[Dataset entries]
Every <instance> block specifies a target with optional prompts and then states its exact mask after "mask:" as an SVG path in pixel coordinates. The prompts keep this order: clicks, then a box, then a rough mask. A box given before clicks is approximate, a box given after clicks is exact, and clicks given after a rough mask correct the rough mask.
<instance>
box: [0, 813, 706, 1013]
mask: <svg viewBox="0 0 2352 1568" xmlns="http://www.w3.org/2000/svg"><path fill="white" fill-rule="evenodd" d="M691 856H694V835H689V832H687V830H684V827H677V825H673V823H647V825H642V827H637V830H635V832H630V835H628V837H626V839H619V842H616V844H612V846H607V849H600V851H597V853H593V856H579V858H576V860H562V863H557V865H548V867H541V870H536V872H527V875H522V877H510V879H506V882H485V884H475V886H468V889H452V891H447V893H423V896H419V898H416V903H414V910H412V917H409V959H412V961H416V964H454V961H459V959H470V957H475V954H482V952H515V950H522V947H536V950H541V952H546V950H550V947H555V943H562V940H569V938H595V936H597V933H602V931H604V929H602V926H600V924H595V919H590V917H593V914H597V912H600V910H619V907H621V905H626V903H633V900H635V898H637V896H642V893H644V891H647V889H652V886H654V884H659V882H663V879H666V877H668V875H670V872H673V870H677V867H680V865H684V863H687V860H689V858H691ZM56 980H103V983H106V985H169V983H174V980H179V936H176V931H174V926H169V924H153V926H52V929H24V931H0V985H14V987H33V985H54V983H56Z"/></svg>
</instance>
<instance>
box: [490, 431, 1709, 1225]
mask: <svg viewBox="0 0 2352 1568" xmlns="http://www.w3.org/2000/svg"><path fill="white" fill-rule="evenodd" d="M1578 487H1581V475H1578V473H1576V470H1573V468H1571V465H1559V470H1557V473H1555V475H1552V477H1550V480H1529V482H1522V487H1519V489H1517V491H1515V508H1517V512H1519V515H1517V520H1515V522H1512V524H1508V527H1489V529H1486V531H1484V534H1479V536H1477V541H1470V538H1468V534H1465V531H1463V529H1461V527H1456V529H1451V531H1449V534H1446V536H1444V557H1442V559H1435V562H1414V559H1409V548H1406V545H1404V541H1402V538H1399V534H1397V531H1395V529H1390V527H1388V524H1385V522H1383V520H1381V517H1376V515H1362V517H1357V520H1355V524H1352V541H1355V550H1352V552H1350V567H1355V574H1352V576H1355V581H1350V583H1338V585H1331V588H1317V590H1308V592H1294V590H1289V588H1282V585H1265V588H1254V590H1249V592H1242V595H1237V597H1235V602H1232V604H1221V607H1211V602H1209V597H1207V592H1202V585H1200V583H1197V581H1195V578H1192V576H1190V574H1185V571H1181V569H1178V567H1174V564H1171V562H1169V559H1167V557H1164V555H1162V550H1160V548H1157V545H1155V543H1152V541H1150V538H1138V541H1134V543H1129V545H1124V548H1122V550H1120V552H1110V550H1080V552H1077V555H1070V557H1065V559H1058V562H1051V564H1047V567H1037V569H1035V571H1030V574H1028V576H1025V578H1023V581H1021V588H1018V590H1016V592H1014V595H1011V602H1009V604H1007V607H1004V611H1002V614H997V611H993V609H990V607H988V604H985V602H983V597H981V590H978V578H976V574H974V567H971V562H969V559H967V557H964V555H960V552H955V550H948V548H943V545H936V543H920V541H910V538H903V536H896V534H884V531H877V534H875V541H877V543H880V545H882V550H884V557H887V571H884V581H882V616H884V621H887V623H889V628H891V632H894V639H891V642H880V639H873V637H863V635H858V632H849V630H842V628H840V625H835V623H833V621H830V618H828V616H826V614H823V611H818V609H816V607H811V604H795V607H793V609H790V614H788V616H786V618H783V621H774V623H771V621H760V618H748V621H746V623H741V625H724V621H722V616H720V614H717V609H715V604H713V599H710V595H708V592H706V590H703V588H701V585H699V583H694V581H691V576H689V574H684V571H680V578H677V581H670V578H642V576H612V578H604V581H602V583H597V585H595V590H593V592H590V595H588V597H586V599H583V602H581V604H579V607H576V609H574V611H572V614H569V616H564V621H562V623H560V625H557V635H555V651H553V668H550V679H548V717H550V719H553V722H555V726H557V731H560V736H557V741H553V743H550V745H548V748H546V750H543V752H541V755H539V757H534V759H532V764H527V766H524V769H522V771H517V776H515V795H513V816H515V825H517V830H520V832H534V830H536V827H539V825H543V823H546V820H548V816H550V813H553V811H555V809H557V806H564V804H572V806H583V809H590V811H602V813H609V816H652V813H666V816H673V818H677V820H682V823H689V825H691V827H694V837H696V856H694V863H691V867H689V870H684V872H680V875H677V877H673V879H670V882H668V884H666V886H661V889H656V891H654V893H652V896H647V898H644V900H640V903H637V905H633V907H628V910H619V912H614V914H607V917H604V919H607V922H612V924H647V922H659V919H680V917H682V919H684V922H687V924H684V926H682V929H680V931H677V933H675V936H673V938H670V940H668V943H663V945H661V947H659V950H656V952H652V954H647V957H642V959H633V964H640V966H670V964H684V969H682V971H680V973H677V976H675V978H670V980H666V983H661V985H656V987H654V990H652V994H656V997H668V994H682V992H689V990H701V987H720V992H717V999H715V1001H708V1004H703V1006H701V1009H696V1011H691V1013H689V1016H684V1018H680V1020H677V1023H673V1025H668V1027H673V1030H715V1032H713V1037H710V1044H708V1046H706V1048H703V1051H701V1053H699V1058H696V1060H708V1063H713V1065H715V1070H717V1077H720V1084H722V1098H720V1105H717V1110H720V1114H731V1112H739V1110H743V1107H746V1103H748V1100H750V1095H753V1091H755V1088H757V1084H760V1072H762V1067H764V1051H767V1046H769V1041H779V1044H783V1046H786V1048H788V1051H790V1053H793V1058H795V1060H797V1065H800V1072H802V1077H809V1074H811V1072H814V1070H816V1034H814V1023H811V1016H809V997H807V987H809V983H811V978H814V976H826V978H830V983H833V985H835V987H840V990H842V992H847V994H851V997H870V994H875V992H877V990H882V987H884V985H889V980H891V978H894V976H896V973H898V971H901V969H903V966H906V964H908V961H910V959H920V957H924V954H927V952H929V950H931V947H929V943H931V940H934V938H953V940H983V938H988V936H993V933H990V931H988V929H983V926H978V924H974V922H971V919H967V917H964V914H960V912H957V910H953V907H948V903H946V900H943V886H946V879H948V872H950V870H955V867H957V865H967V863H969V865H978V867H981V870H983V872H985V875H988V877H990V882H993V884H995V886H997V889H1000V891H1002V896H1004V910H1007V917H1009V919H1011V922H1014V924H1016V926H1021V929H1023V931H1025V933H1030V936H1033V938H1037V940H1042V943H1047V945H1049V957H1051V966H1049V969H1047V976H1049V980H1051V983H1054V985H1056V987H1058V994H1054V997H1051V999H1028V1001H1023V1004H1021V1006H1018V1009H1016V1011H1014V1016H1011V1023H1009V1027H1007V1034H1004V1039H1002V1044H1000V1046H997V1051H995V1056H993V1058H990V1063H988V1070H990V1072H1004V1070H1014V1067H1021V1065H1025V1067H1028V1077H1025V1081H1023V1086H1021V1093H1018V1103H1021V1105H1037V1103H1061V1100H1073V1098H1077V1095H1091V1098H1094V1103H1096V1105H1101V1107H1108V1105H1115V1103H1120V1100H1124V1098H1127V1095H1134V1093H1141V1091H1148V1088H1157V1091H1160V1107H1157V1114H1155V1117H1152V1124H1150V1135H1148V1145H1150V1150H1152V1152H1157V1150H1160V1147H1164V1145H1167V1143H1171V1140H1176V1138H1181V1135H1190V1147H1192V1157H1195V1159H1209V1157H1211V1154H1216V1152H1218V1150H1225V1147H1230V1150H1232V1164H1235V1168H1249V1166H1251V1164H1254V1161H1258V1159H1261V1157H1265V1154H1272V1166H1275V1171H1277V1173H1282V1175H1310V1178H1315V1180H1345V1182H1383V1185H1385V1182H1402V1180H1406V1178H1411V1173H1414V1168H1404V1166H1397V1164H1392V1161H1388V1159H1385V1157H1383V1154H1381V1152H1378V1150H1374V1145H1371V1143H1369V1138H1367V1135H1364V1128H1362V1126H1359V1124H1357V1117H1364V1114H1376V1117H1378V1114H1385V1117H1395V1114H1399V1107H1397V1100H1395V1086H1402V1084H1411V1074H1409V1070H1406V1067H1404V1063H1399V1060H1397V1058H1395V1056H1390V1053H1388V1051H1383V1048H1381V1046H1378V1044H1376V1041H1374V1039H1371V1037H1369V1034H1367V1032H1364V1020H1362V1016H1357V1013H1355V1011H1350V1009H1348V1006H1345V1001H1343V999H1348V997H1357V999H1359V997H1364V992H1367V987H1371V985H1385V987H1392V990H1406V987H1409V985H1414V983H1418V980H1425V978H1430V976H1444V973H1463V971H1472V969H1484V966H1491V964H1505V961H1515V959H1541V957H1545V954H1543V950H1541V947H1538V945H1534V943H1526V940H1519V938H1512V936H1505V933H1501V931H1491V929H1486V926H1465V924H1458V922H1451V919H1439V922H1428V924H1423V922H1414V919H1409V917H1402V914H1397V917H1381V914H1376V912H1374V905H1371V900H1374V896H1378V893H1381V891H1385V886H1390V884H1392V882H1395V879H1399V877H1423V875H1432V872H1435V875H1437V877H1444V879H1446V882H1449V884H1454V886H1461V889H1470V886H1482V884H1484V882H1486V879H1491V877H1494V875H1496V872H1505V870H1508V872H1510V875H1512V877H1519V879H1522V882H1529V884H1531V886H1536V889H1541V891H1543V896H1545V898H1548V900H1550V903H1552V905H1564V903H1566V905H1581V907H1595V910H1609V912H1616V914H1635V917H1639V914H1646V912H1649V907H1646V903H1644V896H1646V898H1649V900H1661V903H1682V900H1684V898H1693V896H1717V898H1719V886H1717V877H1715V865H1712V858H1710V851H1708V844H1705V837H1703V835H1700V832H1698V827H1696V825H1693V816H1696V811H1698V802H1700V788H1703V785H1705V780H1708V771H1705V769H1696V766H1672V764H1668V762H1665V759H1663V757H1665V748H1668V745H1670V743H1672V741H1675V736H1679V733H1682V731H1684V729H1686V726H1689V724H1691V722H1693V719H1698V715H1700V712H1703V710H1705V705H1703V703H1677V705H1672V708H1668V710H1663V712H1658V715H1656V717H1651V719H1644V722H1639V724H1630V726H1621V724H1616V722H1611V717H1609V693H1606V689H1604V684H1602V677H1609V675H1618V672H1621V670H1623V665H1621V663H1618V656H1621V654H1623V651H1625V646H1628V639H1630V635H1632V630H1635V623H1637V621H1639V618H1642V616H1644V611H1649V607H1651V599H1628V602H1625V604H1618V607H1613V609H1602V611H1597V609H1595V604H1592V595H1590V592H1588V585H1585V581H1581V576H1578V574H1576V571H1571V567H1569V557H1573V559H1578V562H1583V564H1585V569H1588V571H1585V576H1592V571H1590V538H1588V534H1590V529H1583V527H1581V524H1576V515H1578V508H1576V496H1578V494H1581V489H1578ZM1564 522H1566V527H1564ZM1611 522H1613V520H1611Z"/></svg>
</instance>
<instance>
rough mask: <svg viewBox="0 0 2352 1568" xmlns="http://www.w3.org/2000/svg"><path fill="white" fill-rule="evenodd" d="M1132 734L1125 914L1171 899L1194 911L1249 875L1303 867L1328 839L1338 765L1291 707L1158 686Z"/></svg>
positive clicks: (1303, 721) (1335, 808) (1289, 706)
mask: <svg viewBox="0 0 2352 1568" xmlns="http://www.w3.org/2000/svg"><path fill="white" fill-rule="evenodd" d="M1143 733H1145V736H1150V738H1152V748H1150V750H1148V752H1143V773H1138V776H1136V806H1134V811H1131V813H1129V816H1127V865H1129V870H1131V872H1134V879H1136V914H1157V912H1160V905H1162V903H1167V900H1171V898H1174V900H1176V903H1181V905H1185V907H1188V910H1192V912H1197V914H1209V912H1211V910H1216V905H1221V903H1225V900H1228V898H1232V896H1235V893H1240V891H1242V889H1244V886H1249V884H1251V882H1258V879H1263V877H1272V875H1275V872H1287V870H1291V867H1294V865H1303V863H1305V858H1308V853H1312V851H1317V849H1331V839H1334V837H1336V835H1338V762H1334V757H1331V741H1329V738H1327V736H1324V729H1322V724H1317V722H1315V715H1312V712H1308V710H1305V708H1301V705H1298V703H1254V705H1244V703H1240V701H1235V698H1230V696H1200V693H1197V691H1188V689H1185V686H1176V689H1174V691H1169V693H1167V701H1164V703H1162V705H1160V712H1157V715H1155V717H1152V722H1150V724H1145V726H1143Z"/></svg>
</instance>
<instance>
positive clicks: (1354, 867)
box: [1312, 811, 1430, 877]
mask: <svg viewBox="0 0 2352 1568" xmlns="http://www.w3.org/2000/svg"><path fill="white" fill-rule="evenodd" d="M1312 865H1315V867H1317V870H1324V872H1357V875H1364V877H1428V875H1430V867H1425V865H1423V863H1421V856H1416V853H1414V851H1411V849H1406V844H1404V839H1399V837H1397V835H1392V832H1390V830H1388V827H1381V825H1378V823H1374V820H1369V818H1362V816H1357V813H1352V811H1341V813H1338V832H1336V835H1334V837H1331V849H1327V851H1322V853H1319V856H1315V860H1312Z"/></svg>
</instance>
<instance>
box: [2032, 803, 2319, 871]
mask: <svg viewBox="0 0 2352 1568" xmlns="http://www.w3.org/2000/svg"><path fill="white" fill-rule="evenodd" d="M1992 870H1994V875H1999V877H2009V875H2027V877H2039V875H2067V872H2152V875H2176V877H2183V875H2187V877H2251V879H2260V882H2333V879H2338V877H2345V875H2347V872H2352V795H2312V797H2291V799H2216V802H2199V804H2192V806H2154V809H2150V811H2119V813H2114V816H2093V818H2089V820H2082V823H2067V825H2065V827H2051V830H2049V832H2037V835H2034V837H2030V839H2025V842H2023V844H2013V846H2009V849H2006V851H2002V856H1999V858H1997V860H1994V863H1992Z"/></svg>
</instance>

**TASK DESCRIPTION:**
Using the entries above, give again exactly the lines from the line holding "positive clicks: (1303, 721)" through the line holding "positive clicks: (1354, 867)". Include both end lines and nothing else.

**RESULT OF THIS TASK:**
positive clicks: (1303, 721) (1335, 808) (1289, 706)
mask: <svg viewBox="0 0 2352 1568" xmlns="http://www.w3.org/2000/svg"><path fill="white" fill-rule="evenodd" d="M1143 733H1145V736H1150V738H1152V748H1150V750H1148V752H1143V773H1138V776H1136V806H1134V811H1131V813H1129V816H1127V865H1129V870H1131V872H1134V879H1136V914H1157V912H1160V905H1162V903H1167V900H1171V898H1174V900H1176V903H1181V905H1185V907H1188V910H1192V912H1197V914H1209V912H1211V910H1216V905H1221V903H1225V900H1228V898H1232V896H1235V893H1240V891H1242V889H1244V886H1249V884H1251V882H1258V879H1263V877H1272V875H1275V872H1287V870H1291V867H1294V865H1303V863H1305V858H1308V853H1312V851H1317V849H1331V839H1334V837H1336V835H1338V762H1334V757H1331V741H1329V738H1327V736H1324V729H1322V724H1317V722H1315V715H1312V712H1308V710H1305V708H1301V705H1298V703H1254V705H1244V703H1240V701H1235V698H1230V696H1200V693H1197V691H1188V689H1185V686H1176V689H1174V691H1169V693H1167V701H1164V703H1162V705H1160V712H1157V715H1155V717H1152V722H1150V724H1145V726H1143Z"/></svg>
</instance>
<instance>
positive clicks: (1354, 867)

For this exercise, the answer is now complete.